Records excerpted from a collection:
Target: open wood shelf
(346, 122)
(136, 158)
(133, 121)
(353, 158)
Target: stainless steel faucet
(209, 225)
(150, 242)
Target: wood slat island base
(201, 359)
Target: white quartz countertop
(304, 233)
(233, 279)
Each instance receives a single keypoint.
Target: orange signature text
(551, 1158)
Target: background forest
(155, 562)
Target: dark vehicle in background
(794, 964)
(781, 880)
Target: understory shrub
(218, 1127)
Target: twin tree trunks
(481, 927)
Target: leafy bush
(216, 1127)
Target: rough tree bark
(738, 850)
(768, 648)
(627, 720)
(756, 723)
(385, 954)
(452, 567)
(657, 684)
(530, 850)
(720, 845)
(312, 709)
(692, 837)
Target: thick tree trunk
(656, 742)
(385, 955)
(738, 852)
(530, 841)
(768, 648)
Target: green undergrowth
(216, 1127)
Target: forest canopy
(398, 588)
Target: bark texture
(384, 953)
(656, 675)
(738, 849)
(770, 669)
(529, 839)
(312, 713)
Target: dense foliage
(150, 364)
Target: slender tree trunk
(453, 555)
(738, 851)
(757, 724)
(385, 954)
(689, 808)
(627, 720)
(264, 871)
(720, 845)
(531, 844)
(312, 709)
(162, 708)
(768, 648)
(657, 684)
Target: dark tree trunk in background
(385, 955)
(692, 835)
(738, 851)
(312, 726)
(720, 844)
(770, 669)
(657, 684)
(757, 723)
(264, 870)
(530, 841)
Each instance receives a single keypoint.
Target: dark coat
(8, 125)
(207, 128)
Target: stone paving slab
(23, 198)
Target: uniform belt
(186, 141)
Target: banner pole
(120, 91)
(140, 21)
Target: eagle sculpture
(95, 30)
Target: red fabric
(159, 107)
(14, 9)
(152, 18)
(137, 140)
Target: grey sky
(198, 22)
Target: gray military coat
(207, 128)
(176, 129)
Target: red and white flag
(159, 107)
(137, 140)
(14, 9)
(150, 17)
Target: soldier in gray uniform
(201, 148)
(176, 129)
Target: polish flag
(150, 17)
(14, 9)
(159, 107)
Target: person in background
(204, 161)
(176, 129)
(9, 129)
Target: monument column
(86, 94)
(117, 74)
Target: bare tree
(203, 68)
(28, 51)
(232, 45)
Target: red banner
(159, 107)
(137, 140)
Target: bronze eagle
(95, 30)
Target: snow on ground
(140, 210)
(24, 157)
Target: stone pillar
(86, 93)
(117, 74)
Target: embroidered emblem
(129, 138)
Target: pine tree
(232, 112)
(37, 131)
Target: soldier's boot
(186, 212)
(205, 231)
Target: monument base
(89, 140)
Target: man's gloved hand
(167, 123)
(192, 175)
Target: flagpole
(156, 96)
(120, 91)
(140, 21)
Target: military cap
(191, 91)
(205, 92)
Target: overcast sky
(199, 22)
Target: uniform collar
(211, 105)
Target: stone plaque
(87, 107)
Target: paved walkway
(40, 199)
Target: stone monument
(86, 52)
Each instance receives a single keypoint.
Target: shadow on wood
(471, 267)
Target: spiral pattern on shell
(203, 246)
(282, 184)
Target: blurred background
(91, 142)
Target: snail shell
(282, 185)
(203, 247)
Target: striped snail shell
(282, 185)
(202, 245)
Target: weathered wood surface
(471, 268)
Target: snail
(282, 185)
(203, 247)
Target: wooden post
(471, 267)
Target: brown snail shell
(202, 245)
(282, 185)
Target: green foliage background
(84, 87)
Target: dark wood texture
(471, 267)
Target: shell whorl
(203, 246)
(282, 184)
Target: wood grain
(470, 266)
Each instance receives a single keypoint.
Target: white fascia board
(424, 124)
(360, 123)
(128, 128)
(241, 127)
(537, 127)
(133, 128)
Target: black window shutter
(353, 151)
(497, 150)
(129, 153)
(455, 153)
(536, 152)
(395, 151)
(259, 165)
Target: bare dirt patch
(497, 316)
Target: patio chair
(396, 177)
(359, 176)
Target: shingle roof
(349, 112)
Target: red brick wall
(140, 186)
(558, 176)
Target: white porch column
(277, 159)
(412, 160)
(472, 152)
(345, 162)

§ PROBLEM DETAILS:
Each line above is to be set down again verbatim.

§ TASK OUTPUT:
Target: open wood shelf
(346, 122)
(136, 158)
(133, 121)
(353, 158)
Target: stainless steel faucet
(209, 225)
(150, 242)
Target: wood slat island base
(201, 359)
Target: white quartz countertop
(304, 233)
(233, 279)
Each instance receives a single keypoint.
Target: orange signature text
(551, 1158)
Target: background forest
(155, 562)
Target: dark vehicle in background
(794, 964)
(781, 880)
Target: understory shrub
(218, 1127)
Target: twin tree trunks
(481, 927)
Target: leafy bush
(216, 1127)
Target: rough tree bark
(738, 850)
(768, 648)
(627, 720)
(756, 723)
(385, 954)
(452, 567)
(657, 684)
(530, 850)
(720, 845)
(312, 709)
(692, 837)
Target: thick tree trunk
(656, 742)
(385, 955)
(738, 852)
(530, 841)
(768, 648)
Target: green undergrowth
(216, 1127)
Target: forest canopy
(398, 588)
Target: bark texture
(384, 953)
(656, 675)
(738, 849)
(770, 669)
(529, 839)
(312, 713)
Target: dense foliage
(150, 364)
Target: slender tree trunk
(453, 555)
(738, 851)
(757, 724)
(385, 954)
(689, 808)
(627, 720)
(264, 871)
(720, 845)
(531, 844)
(312, 709)
(162, 708)
(768, 648)
(657, 684)
Target: dark tree trunk in background
(385, 955)
(692, 835)
(738, 851)
(312, 726)
(720, 844)
(770, 669)
(657, 684)
(757, 723)
(264, 870)
(530, 841)
Each instance receives a single keypoint.
Target: dark coat
(8, 125)
(207, 128)
Target: stone paving slab
(23, 198)
Target: uniform belt
(186, 141)
Target: banner pole
(120, 91)
(140, 21)
Target: eagle sculpture
(95, 30)
Target: red fabric
(159, 107)
(14, 9)
(152, 18)
(137, 140)
Target: grey sky
(198, 22)
Target: gray military coat
(207, 128)
(176, 129)
Target: red and white flag
(159, 107)
(137, 140)
(14, 9)
(150, 17)
Target: soldier in gray uniform
(201, 148)
(176, 129)
Target: polish flag
(150, 17)
(14, 9)
(159, 107)
Target: person in background
(204, 161)
(176, 129)
(9, 129)
Target: monument column
(86, 94)
(117, 74)
Target: bare tree
(203, 68)
(28, 51)
(232, 45)
Target: red banner
(159, 107)
(137, 140)
Target: bronze eagle
(95, 30)
Target: snow on ground
(140, 210)
(24, 157)
Target: stone pillar
(86, 93)
(117, 74)
Target: embroidered emblem
(129, 138)
Target: pine tree
(232, 112)
(37, 131)
Target: soldier's boot
(186, 212)
(205, 231)
Target: monument base
(89, 140)
Target: man's gloved hand
(167, 123)
(192, 175)
Target: flagpole
(156, 96)
(120, 91)
(140, 21)
Target: military cap
(191, 91)
(205, 92)
Target: overcast sky
(199, 22)
Target: uniform collar
(211, 105)
Target: stone plaque
(87, 107)
Target: paved walkway
(40, 199)
Target: stone monument
(86, 52)
Each instance receives a single keypoint.
Target: shadow on wood
(471, 267)
Target: spiral pattern on shell
(203, 246)
(282, 184)
Target: blurred background
(91, 142)
Target: snail shell
(282, 185)
(203, 247)
Target: striped snail shell
(282, 185)
(202, 245)
Target: weathered wood surface
(471, 268)
Target: snail
(282, 185)
(203, 247)
Target: wooden post
(471, 267)
Target: brown snail shell
(202, 245)
(282, 185)
Target: green foliage background
(84, 87)
Target: dark wood texture
(471, 267)
Target: shell whorl
(203, 246)
(282, 184)
Target: wood grain
(470, 266)
Each instance receives a single keypoint.
Target: white fascia board
(424, 124)
(360, 123)
(128, 128)
(241, 127)
(537, 127)
(133, 128)
Target: black window shutter
(353, 151)
(497, 150)
(129, 153)
(455, 153)
(536, 152)
(395, 151)
(259, 165)
Target: bare dirt patch
(497, 316)
Target: patio chair
(396, 177)
(359, 176)
Target: shingle roof
(349, 112)
Target: red brick wall
(140, 186)
(558, 176)
Target: white porch column
(277, 159)
(412, 160)
(472, 152)
(345, 162)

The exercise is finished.